↓
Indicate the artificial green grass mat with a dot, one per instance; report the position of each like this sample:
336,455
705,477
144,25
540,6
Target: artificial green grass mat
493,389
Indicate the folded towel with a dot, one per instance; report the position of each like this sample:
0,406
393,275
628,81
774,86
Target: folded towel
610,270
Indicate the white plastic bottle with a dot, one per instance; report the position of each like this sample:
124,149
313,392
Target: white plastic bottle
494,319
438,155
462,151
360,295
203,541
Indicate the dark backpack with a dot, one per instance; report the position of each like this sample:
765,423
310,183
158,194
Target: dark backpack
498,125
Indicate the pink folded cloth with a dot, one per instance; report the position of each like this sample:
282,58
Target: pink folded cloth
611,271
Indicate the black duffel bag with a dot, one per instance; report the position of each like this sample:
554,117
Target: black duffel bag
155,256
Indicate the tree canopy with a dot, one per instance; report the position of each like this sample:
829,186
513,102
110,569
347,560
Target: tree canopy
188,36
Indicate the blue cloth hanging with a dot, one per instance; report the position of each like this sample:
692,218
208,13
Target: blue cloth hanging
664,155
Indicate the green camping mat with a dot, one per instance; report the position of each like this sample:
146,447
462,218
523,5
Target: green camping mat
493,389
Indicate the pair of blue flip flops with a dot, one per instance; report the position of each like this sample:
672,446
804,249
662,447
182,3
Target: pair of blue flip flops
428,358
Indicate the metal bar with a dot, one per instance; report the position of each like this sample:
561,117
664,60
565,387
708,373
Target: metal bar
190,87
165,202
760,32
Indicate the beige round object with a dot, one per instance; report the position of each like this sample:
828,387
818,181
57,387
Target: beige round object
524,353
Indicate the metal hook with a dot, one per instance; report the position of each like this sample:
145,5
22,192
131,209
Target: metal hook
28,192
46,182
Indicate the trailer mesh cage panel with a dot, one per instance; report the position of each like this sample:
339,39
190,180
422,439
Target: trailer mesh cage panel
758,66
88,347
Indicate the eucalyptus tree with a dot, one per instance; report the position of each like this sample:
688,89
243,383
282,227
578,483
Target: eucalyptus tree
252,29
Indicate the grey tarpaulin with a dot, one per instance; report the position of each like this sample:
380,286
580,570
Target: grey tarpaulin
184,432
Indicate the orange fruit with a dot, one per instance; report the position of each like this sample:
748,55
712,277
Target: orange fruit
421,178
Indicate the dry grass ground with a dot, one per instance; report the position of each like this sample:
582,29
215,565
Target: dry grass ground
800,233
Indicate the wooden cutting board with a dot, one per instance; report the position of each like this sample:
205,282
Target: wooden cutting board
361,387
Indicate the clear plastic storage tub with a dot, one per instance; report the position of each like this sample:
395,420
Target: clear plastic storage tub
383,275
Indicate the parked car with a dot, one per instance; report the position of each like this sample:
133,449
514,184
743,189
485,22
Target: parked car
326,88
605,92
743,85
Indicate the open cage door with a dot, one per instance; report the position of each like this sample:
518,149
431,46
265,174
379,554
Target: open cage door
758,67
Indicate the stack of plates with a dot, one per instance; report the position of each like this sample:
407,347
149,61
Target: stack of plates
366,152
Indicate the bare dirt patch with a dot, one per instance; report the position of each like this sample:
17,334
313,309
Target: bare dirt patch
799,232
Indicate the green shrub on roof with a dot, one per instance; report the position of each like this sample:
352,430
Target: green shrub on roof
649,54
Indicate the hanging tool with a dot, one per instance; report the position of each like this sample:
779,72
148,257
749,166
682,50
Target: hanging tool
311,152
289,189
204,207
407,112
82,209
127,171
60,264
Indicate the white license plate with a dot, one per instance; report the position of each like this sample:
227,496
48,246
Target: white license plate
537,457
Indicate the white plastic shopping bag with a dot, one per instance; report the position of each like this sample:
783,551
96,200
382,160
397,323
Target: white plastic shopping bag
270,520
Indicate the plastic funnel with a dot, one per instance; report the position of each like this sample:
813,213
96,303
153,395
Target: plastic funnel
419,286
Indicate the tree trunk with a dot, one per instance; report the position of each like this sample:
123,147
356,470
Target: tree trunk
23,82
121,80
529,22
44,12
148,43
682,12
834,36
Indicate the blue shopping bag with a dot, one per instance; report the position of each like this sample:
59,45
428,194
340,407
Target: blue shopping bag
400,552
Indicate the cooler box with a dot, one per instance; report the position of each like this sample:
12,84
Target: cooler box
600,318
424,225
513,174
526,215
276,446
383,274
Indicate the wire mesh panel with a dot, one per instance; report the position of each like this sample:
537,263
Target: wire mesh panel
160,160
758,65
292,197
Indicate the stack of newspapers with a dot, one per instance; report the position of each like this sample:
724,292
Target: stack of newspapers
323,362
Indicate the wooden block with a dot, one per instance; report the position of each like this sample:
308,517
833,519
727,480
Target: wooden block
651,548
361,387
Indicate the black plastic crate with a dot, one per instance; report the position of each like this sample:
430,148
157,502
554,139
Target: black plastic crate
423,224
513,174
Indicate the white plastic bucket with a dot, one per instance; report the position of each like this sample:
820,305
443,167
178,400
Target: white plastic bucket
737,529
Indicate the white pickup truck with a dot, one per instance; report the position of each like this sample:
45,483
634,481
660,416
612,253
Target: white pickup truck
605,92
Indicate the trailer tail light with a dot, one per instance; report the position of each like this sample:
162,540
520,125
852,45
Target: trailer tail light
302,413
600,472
↑
PROBLEM STATEMENT:
All of the data must be returned exactly.

SOLUTION FOR THIS EXERCISE:
Indicate the artificial green grass mat with a dot, one per instance; report the position of each like this sample:
336,455
705,477
144,25
540,6
Target: artificial green grass mat
493,389
Indicate the folded towel with a dot, one per instance; report the position of each like this sample:
0,406
393,275
628,81
774,86
Target: folded towel
610,270
Indicate the white plastic bottle with a dot, one per instance; report the position of each like this sample:
124,149
313,392
Target: white plastic bottle
494,319
438,155
462,151
360,295
203,541
Indicate the dark backpack with a dot, one per instance; report the position of each like this sample:
765,423
310,183
158,194
Target: dark backpack
498,125
Indicate the pink folded cloth with a dot, one per instance; report the position of each like this sample:
282,58
Target: pink folded cloth
611,271
Indicate the black duffel bag with a dot, one per instance; report the position of each like this sample:
554,117
Target: black duffel bag
155,256
Indicate the tree canopy with a dot, one per instance; report the position of each like this sample:
829,186
513,102
110,569
347,560
Target: tree canopy
188,36
Indicate the blue cloth hanging with a dot, one per instance; report the position of each like this sample:
692,218
208,13
Target: blue cloth hanging
664,155
Indicate the green camping mat with a dot, one per instance; report the position of each like this sample:
146,447
462,218
523,5
Target: green camping mat
493,389
Indicate the pair of blue flip flops with a dot, one per instance; report the position of each like this sample:
672,446
804,249
662,447
182,3
Target: pair of blue flip flops
428,358
Indicate the metal bar with a dot, one per instance; report the position of each like this sample:
561,117
664,60
565,387
708,373
Target: metal bar
190,87
165,202
760,32
Indicate the beige round object with a dot, one per instance; report the position of each like this sample:
828,387
818,181
57,387
Target: beige round object
524,353
Indicate the metal hook with a dot, one per instance; report the position of each like this sample:
145,5
22,192
131,209
Target: metal hook
28,192
46,182
Indicate the trailer mesh cage panel with a dot, one per instance; report the position of each like this sample:
339,39
190,180
422,439
Target: trailer mesh cage panel
758,66
88,347
Indicate the eucalyptus tree with a dot, one per instance; report the position of each like this sample:
688,89
243,383
282,227
578,483
Target: eucalyptus tree
252,29
Indicate the grey tarpaulin with a dot, one per instance; report the position of each like this sample:
380,286
580,570
Target: grey tarpaulin
184,432
Indicate the orange fruit with a dot, one per instance; report the position of each like this sample:
748,55
712,277
Target: orange fruit
421,178
Indicate the dry grass ground with a dot, one per instance; report the position of each like this sample:
582,29
215,565
Target: dry grass ground
800,233
Indicate the wooden cutting board with a dot, one per instance; report the position of each like this sample:
205,282
Target: wooden cutting board
361,387
Indicate the clear plastic storage tub with a dot, one per instance; report the position of each like this sample:
395,420
Target: clear plastic storage tub
383,275
Indicate the parked car with a dot, one per instance; report the position of each like this sample:
133,449
514,184
743,189
485,22
Target: parked car
326,88
605,92
743,85
Indicate the open cage door with a dot, one per instance; report the position of each like this sample:
518,149
431,46
265,174
379,554
Target: open cage door
758,67
Indicate the stack of plates with a dot, one per instance; report the position of each like this sample:
407,347
149,61
Target: stack of plates
366,152
Indicate the bare dirt patch with a dot, one per instance; report the position of each like this sample:
17,334
313,309
Target: bare dirt patch
799,232
Indicate the green shrub on roof with a dot, one per instance; report the position of each like this sample:
352,430
Target: green shrub on roof
649,54
Indicate the hanging tool with a dot, one per instance; report the position of each like this sample:
779,72
148,257
749,166
682,50
Target: hanging tool
311,152
289,189
204,207
407,112
82,209
127,171
60,264
Indicate the white license plate with a dot, one per instance; report the position of each like this sample:
227,496
48,246
Target: white license plate
537,457
Indicate the white plastic shopping bag with a dot, one per instance; report the position of each like this sample:
783,551
96,200
382,160
397,323
Target: white plastic shopping bag
270,520
Indicate the plastic funnel with a dot, one per instance; report the position of each like this sample:
813,213
96,303
153,395
Target: plastic funnel
419,286
Indicate the tree trunk with a dot, one per instance; report the position of each like this sample:
123,147
356,470
Target: tree trunk
23,82
121,80
529,22
44,12
148,43
682,12
834,36
Indicate the blue shopping bag with a dot, one per instance; report the position of each like this sample:
59,45
428,194
340,407
Target: blue shopping bag
400,552
Indicate the cooler box with a dot, one per instance; report the position of each like this sample:
12,84
Target: cooler box
600,318
424,225
513,174
526,215
276,446
383,274
Indicate the wire mesh panel with a dot, one per instance; report the position of each like this sample:
537,263
Target: wire mesh panel
160,160
758,65
292,197
Indicate the stack of newspapers with a dot, one per instance; report the position of each like this sample:
724,292
Target: stack of newspapers
323,362
Indicate the wooden block with a dot, one per instance; report the position of each like this sample:
308,517
833,519
727,480
Target: wooden block
651,548
361,387
Indicate the black plastic crate with a dot, one per instance; report the position of each like this sample:
430,148
157,502
554,139
Target: black plastic crate
423,224
513,174
Indicate the white plastic bucket with a dot, one per instance; report the position of each like this sample:
820,305
443,167
178,400
Target: white plastic bucket
737,529
Indicate the white pickup truck with a dot, one per instance; report the position of each like this sample:
45,483
634,481
660,416
612,253
Target: white pickup truck
605,92
Indicate the trailer tail light with a dot, one per instance; report the position of each like this sample:
162,540
520,125
852,45
Target: trailer tail light
302,413
600,472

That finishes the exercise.